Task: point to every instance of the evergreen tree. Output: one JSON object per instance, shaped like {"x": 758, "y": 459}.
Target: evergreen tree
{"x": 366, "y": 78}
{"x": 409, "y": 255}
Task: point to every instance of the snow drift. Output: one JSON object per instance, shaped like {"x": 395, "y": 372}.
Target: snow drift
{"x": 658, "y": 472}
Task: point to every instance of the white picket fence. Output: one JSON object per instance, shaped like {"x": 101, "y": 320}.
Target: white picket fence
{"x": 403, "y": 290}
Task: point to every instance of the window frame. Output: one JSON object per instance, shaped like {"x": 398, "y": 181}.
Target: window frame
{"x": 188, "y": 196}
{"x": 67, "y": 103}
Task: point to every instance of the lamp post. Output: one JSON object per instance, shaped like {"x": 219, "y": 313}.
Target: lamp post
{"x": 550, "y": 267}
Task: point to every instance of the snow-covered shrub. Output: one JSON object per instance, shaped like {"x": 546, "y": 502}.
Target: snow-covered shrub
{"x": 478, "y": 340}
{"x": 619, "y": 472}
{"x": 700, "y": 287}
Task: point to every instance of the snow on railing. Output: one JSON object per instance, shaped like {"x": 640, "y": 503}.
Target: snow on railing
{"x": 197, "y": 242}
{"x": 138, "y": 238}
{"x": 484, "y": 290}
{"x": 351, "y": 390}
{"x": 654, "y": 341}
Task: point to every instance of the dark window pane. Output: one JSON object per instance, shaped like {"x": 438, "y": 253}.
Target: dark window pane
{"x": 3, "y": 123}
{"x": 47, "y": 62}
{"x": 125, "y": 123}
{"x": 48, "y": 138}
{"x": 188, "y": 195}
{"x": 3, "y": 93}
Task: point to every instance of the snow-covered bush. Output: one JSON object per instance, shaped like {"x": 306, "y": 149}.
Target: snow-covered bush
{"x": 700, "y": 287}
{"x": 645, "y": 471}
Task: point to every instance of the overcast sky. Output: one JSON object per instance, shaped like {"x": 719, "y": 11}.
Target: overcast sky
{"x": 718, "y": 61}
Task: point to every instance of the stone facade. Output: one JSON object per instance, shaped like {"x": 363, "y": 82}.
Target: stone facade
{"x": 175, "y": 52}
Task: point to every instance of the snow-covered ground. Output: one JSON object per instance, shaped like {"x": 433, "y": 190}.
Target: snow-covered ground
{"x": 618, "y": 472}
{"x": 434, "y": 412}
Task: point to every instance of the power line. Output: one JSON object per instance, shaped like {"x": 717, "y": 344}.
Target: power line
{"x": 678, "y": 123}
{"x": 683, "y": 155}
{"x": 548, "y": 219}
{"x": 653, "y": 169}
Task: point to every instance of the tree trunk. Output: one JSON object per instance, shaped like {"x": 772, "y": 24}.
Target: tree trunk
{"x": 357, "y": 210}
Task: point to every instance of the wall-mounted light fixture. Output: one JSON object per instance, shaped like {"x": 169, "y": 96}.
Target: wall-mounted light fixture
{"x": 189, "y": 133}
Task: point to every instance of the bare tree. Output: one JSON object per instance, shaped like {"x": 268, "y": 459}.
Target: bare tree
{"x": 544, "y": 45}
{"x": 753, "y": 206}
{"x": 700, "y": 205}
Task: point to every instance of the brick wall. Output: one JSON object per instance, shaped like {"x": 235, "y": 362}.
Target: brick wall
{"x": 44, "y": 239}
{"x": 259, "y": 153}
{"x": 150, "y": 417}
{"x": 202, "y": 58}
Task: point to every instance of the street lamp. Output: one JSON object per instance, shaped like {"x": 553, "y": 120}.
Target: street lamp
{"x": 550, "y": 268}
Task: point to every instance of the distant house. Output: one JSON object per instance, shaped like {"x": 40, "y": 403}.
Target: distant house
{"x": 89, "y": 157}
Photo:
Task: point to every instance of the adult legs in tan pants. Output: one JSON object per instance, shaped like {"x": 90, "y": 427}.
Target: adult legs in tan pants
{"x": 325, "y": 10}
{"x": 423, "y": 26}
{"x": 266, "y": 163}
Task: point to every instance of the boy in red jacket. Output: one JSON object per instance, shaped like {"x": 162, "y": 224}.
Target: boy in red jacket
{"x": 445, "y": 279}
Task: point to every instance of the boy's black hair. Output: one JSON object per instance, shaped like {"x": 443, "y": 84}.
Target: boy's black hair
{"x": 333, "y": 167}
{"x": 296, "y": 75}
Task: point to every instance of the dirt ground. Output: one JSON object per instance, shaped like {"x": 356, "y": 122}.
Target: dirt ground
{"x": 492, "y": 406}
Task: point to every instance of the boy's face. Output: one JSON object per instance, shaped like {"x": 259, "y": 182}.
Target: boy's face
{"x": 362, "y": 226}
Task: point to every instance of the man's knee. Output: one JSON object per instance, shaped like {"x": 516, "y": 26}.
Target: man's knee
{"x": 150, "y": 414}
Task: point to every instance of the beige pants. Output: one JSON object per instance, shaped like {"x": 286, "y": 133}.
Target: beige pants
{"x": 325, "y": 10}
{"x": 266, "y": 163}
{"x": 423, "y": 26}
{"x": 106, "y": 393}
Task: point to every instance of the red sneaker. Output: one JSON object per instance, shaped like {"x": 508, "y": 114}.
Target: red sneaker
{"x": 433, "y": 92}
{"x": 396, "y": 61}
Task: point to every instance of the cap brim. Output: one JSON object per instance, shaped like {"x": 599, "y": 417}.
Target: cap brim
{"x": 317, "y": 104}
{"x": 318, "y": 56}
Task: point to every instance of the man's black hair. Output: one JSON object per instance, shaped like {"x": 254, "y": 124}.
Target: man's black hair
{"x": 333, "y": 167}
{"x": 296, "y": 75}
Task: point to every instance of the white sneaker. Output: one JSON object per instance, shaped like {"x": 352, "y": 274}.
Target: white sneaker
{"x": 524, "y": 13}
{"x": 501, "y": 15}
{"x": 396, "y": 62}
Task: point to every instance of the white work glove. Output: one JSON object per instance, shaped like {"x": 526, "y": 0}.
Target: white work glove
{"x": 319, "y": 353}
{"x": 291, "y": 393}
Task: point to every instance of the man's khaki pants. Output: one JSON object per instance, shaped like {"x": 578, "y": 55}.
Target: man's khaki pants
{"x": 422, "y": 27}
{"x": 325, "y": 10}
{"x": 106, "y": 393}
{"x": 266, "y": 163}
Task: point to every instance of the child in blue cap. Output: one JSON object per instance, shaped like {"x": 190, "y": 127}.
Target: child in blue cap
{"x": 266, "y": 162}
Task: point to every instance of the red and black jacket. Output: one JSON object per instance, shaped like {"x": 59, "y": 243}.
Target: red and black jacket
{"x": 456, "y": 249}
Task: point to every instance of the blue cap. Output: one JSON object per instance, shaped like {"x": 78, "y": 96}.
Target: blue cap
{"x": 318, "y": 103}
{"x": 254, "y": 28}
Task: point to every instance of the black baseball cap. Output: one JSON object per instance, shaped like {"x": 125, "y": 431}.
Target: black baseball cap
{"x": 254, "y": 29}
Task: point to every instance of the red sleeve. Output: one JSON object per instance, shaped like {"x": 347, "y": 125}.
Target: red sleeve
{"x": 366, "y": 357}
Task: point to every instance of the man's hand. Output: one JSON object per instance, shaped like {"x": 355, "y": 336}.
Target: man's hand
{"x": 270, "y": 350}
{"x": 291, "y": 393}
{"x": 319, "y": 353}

**TASK DETAILS:**
Can you convert the lines of all the records above into a numbered list, leaving out any blank lines?

**FULL RESPONSE:**
1. Task: point to every instance of the evergreen tree. Output: one JSON object per instance, shaped like {"x": 758, "y": 459}.
2. Target: evergreen tree
3. {"x": 366, "y": 78}
4. {"x": 409, "y": 255}
5. Task: point to every instance of the snow drift. Output: one JSON object per instance, shaped like {"x": 395, "y": 372}.
6. Target: snow drift
7. {"x": 658, "y": 472}
8. Task: point to every instance of the white picket fence. Output: one JSON object per instance, shaped like {"x": 101, "y": 320}.
9. Target: white picket fence
10. {"x": 403, "y": 290}
11. Task: point to every instance of the window frame. Output: one JSON object per instance, shaped like {"x": 398, "y": 181}.
12. Target: window frame
13. {"x": 188, "y": 196}
14. {"x": 67, "y": 103}
15. Task: point to every instance of the lamp post. Output: one JSON object per instance, shaped like {"x": 219, "y": 313}.
16. Target: lamp post
17. {"x": 550, "y": 267}
18. Task: point to every instance of the snow-covered shrub. Output: one JSON object per instance, shaped like {"x": 546, "y": 502}.
19. Target: snow-covered shrub
20. {"x": 478, "y": 340}
21. {"x": 619, "y": 472}
22. {"x": 700, "y": 287}
23. Task: point to every instance of the snow on railing. Output: one JSON object per instance, shaped like {"x": 640, "y": 503}.
24. Target: snow on railing
25. {"x": 197, "y": 242}
26. {"x": 138, "y": 238}
27. {"x": 484, "y": 290}
28. {"x": 351, "y": 390}
29. {"x": 654, "y": 341}
30. Task: point to every instance of the dark window pane. Output: one JSON object per instance, shaped like {"x": 438, "y": 253}.
31. Target: dark window pane
32. {"x": 3, "y": 123}
33. {"x": 47, "y": 62}
34. {"x": 125, "y": 123}
35. {"x": 48, "y": 138}
36. {"x": 188, "y": 195}
37. {"x": 3, "y": 93}
38. Task: point to every instance of the snow-covered bush. Output: one JSON object per instance, shaped like {"x": 306, "y": 149}.
39. Target: snow-covered bush
40. {"x": 700, "y": 287}
41. {"x": 645, "y": 471}
42. Task: point to every instance of the overcast sky. Output: one JSON object per instance, shaped like {"x": 719, "y": 11}.
43. Target: overcast sky
44. {"x": 718, "y": 61}
45. Task: point to every instance of the stone facade. Output: one JSON object per instance, shaped like {"x": 363, "y": 82}.
46. Target: stone facade
47. {"x": 175, "y": 52}
48. Task: point to every instance of the snow-covered ground. Output: one JSON object per instance, shaped like {"x": 433, "y": 190}.
49. Target: snow-covered ground
50. {"x": 618, "y": 472}
51. {"x": 434, "y": 412}
52. Task: point to every instance of the power line. Output: one JSON object per instance, shaped like {"x": 717, "y": 344}.
53. Target: power line
54. {"x": 678, "y": 123}
55. {"x": 683, "y": 155}
56. {"x": 548, "y": 219}
57. {"x": 653, "y": 169}
58. Task: point to every instance of the tree trunk. Output: one JSON object per instance, shaped like {"x": 772, "y": 24}.
59. Target: tree trunk
60. {"x": 357, "y": 210}
61. Task: point to every instance of the wall-mounted light fixture. Output: one JSON object per instance, shaped like {"x": 169, "y": 96}.
62. Target: wall-mounted light fixture
63. {"x": 189, "y": 133}
64. Task: point to every instance of the bare tree. Output: one JSON object per instance, shaped like {"x": 268, "y": 459}.
65. Target: bare tree
66. {"x": 544, "y": 45}
67. {"x": 753, "y": 206}
68. {"x": 700, "y": 205}
69. Task: point to every instance of the brick wall. Output: one JSON object per instance, shaped like {"x": 235, "y": 362}.
70. Target: brick wall
71. {"x": 44, "y": 239}
72. {"x": 259, "y": 153}
73. {"x": 150, "y": 417}
74. {"x": 202, "y": 58}
75. Task: point to every instance of the street lamp. Output: one JSON object per instance, shaped like {"x": 553, "y": 120}.
76. Target: street lamp
77. {"x": 550, "y": 268}
78. Task: point to every instance of the distant house. Output: one JSON object per instance, shaped like {"x": 40, "y": 403}.
79. Target: distant house
80. {"x": 89, "y": 157}
81. Photo:
82. Task: point to every instance of the adult legs in tan pants. Output: one JSON object per instance, shaped like {"x": 90, "y": 427}.
83. Target: adult legs in tan pants
84. {"x": 325, "y": 10}
85. {"x": 423, "y": 26}
86. {"x": 266, "y": 163}
87. Task: point to every instance of the boy in red jacket. Output: one JSON object per instance, shaped like {"x": 162, "y": 224}.
88. Target: boy in red jacket
89. {"x": 445, "y": 279}
90. Task: point to every instance of the boy's black hair. Output: one JSON object per instance, shaped like {"x": 443, "y": 84}.
91. Target: boy's black hair
92. {"x": 333, "y": 167}
93. {"x": 296, "y": 75}
94. Task: point to every instance of the dirt ground. Output: one JSON object per instance, shaped like {"x": 356, "y": 122}.
95. Target: dirt ground
96. {"x": 492, "y": 406}
97. Task: point to every instance of the boy's face. Output: one JSON object per instance, shaped like {"x": 259, "y": 182}.
98. Target: boy's face
99. {"x": 362, "y": 226}
100. Task: point to every instance of the man's knee. Output: one JSON object per instance, shaped like {"x": 516, "y": 26}.
101. Target: man's knee
102. {"x": 150, "y": 414}
103. Task: point to every instance of the beige pants. Output: one JSON object per instance, shaped like {"x": 286, "y": 133}.
104. Target: beige pants
105. {"x": 325, "y": 10}
106. {"x": 266, "y": 163}
107. {"x": 423, "y": 26}
108. {"x": 106, "y": 393}
109. Task: point to every instance of the red sneaker. Output: one JSON object per instance, shaped like {"x": 508, "y": 114}.
110. Target: red sneaker
111. {"x": 433, "y": 92}
112. {"x": 396, "y": 61}
113. Task: point to every instance of the cap brim. Output: one JSON object per instance, shaped like {"x": 599, "y": 417}.
114. Target: cap brim
115. {"x": 317, "y": 104}
116. {"x": 318, "y": 56}
117. Task: point to every instance of the man's black hair. Output: one JSON object per instance, shaped like {"x": 254, "y": 124}.
118. Target: man's black hair
119. {"x": 333, "y": 167}
120. {"x": 296, "y": 75}
121. Task: point to every instance of the white sneaker. Output: one JSON object per instance, shaped like {"x": 352, "y": 274}.
122. Target: white sneaker
123. {"x": 524, "y": 13}
124. {"x": 501, "y": 15}
125. {"x": 396, "y": 62}
126. Task: point to every instance of the white work glove. Output: one JSON object per instance, shaped like {"x": 526, "y": 0}.
127. Target: white work glove
128. {"x": 319, "y": 353}
129. {"x": 291, "y": 393}
130. Task: point to every instance of the man's khaki pants. Output: one JSON object per instance, shaped like {"x": 578, "y": 55}.
131. Target: man's khaki pants
132. {"x": 422, "y": 27}
133. {"x": 325, "y": 10}
134. {"x": 106, "y": 393}
135. {"x": 266, "y": 163}
136. Task: point to every instance of the child in blue cap. Output: one JSON object per instance, shaped like {"x": 190, "y": 127}.
137. Target: child in blue cap
138. {"x": 266, "y": 162}
139. Task: point to every instance of the red and black jacket. Output: one JSON object per instance, shaped like {"x": 59, "y": 243}.
140. Target: red and black jacket
141. {"x": 456, "y": 249}
142. Task: point to every instance of the blue cap. Output: one JSON object per instance, shaped like {"x": 78, "y": 96}.
143. Target: blue cap
144. {"x": 318, "y": 103}
145. {"x": 254, "y": 28}
146. Task: point to every instance of the black baseball cap. Output: one JSON object per instance, shaped like {"x": 125, "y": 431}.
147. Target: black baseball cap
148. {"x": 254, "y": 29}
149. Task: point to every instance of the red sleeve. Output: one JSON object per instance, shaped like {"x": 347, "y": 125}.
150. Target: red sleeve
151. {"x": 366, "y": 357}
152. Task: point to every instance of the man's hand. Output: one JSON object per instance, shaped like {"x": 355, "y": 336}.
153. Target: man's hand
154. {"x": 270, "y": 350}
155. {"x": 291, "y": 393}
156. {"x": 319, "y": 353}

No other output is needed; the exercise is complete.